_INSTRUCTIONS FOR THE TASK_:
Repeat the part of the Philippine Airlines text below from "Located about 500" up to and including "city of Davao.", word for word.

_PAGE_:

============

Philippine Airlines
is to launch a regular service between Manila and Okinawa on June 20,
2003.
The new route combines with PAL's current service to Fukuoka, resulting in
a fresh tri-city routing, as follows:
Manila-Okinawa-Fukuoka-Manila - Every Monday and Tuesday Manila-Fukuoka-Okinawa-Manila - Every Friday and Saturday
(Direct Manila-Fukuoka-Manila flights are retained every Thursday and
Sunday.)
Travelers between Manila and Okinawa
will have a choice of either a direct service or a one-stop service via Fukuoka, four times a week.
PAL will deploy either
a widebody Airbus A340-300 or na arrow-bodied A320-200 aircraft for these flights, depending on the day of service.
Located about 500 miles southwest of the Japanese mainland in the
Western Pacific, Okinawa is geographically closer to Manila than to Tokyo.
The strategic island has a population of 1.3
million and last year, some 90,000 Okinawans, about 7% of the island's residents, traveled overseas, making
them a core market of PAL's new service.
An interesting historical quirk is Okinawa's strong ancestral and
sentimental links with the southern Philippine city of Davao.

============

_ROWS_:
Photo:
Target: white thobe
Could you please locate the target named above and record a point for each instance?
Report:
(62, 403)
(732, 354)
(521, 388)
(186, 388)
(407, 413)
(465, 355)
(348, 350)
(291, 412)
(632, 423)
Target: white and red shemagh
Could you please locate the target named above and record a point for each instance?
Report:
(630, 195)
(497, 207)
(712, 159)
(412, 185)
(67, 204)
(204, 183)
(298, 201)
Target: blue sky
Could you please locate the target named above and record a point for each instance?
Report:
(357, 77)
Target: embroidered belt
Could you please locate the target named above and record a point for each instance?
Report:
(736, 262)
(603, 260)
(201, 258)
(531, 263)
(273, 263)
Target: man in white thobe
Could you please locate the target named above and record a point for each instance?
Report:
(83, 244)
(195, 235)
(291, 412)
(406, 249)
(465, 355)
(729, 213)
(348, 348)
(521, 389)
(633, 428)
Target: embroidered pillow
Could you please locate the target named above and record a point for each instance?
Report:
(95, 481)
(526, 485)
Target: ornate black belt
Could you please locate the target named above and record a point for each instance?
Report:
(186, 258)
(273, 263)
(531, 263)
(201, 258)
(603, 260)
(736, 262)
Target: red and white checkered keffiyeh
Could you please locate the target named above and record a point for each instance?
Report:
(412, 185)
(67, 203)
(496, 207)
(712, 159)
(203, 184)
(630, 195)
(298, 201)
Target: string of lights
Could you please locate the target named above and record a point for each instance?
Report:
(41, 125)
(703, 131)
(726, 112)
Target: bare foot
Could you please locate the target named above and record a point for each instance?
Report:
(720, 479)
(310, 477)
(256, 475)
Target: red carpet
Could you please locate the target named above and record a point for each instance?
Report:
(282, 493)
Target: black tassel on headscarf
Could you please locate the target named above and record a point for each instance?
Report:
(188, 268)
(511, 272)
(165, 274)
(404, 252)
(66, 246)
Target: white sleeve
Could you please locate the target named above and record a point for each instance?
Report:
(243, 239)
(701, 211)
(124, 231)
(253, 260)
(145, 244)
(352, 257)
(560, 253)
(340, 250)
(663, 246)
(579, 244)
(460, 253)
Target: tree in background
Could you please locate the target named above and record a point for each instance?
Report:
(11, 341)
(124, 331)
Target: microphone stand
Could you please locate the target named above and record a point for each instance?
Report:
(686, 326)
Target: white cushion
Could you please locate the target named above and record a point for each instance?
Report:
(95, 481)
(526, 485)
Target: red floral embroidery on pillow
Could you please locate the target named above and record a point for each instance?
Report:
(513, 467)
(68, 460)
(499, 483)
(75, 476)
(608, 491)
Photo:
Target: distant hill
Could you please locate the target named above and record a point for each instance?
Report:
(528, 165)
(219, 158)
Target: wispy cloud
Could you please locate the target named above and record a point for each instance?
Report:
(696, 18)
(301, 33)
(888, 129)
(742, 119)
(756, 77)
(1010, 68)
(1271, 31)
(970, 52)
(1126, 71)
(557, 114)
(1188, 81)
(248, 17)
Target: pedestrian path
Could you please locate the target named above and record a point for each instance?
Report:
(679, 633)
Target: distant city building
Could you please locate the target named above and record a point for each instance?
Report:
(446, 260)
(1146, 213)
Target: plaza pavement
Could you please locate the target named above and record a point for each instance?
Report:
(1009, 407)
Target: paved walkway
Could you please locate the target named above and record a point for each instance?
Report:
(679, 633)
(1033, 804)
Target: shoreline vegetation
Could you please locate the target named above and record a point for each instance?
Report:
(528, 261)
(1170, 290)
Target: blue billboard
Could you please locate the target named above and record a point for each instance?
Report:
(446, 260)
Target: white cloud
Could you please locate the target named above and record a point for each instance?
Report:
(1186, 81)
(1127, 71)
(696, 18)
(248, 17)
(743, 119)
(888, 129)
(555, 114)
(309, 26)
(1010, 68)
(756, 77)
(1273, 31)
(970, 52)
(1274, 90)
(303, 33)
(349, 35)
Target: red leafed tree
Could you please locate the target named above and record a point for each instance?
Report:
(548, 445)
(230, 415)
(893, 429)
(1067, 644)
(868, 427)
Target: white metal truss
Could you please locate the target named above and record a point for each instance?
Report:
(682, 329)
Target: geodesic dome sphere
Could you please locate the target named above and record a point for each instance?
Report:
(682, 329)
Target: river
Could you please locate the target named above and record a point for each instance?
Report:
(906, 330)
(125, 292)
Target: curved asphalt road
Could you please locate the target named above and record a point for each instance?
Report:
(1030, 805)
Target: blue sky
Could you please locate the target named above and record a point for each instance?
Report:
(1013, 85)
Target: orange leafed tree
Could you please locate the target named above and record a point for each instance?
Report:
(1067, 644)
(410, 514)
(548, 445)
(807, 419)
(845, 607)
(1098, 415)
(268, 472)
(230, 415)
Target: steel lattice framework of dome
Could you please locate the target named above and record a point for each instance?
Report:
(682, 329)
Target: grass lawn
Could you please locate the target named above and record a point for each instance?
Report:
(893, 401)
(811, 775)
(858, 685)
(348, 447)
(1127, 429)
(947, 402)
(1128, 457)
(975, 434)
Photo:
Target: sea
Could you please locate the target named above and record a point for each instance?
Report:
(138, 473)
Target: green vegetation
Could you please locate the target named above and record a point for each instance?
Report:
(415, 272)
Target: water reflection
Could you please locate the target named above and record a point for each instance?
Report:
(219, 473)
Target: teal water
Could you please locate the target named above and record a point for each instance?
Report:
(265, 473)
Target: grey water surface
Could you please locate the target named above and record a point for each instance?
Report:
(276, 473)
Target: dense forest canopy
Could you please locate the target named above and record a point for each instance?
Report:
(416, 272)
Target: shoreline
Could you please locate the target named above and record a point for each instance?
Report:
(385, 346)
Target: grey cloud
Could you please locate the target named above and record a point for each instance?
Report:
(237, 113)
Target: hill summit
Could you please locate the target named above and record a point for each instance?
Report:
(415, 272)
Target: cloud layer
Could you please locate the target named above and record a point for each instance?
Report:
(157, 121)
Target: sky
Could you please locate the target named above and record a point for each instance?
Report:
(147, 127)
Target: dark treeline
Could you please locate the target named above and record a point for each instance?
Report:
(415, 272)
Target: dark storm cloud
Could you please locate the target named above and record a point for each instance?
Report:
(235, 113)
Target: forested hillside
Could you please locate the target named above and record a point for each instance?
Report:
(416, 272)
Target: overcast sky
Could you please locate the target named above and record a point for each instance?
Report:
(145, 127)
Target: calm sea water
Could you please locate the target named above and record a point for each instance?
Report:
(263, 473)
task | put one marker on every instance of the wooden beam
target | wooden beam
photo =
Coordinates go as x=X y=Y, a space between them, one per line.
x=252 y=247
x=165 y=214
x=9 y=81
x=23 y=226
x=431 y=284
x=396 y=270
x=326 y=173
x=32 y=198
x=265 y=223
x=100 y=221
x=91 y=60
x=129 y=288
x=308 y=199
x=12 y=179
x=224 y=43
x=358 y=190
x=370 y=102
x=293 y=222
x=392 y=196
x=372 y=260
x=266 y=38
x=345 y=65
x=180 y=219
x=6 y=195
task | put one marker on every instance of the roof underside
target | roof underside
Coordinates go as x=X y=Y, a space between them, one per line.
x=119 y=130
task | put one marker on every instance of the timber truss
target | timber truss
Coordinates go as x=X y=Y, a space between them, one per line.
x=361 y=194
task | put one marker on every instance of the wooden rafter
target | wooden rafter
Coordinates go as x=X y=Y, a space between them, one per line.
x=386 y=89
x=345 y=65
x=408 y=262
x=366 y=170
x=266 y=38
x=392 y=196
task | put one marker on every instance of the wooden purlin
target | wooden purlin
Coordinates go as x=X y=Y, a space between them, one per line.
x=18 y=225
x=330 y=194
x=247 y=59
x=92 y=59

============

_FINAL RESULT_:
Located about 500 miles southwest of the Japanese mainland in the
Western Pacific, Okinawa is geographically closer to Manila than to Tokyo.
The strategic island has a population of 1.3
million and last year, some 90,000 Okinawans, about 7% of the island's residents, traveled overseas, making
them a core market of PAL's new service.
An interesting historical quirk is Okinawa's strong ancestral and
sentimental links with the southern Philippine city of Davao.